→ DOCUMENT:

Hello to my now 1200 subscribers! And now for something completely different…

My heroesYesterday, my subscription list passed the 1200 mark!

So very cool! I hope each of you visiting this site continue to enjoy my writing. And I have a lot planned over the next few months, including a new book I hope to share over the summer.

I decided I wanted to do something different to celebrate this new milestone for my site. As some of my older followers know I used to do a lot of writing around radio drama. I’ve had quite a few radio comedy plays performed by different radio companies and I have even had a 10-episode radio comedy series produced. It was called The Dante Experience and was heard on a few NPR stations around this country. (You can learn more about the series and listen to all of the episodes on this page.)

One of my favorite comedies I have written for radio though has never been performed. It is called “The Classic Geography Club” and, as you will see, is VERY influenced by the work of Monty Python and Firesign Theatre. You can check it out exclusively below!

→ SUPPLIED RECORDS:
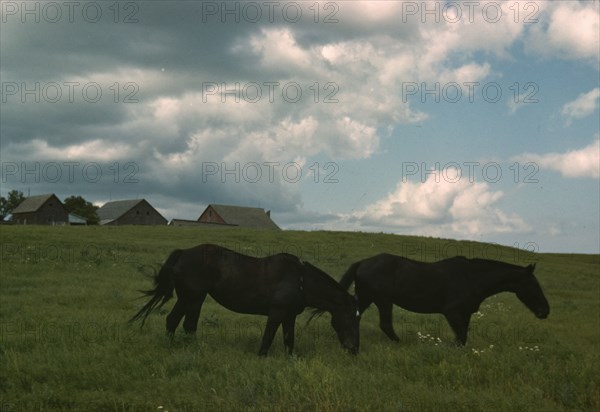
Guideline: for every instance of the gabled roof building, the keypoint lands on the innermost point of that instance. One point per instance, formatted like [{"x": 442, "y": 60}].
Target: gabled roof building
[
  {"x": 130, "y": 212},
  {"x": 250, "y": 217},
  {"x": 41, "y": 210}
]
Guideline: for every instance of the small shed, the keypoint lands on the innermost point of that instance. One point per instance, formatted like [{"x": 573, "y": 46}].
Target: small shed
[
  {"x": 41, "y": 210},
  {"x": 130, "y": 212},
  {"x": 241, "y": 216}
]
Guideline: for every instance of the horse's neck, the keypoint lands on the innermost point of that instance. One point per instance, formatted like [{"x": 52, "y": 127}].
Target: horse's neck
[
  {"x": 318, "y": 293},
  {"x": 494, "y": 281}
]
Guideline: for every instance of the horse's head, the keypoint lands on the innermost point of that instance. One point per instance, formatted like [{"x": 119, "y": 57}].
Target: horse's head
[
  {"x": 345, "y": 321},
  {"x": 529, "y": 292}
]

→ GIVEN INSTRUCTION:
In the blog post, which two comedy influences does the writer name for "The Classic Geography Club"?

→ FULL OUTPUT:
Monty Python and Firesign Theatre.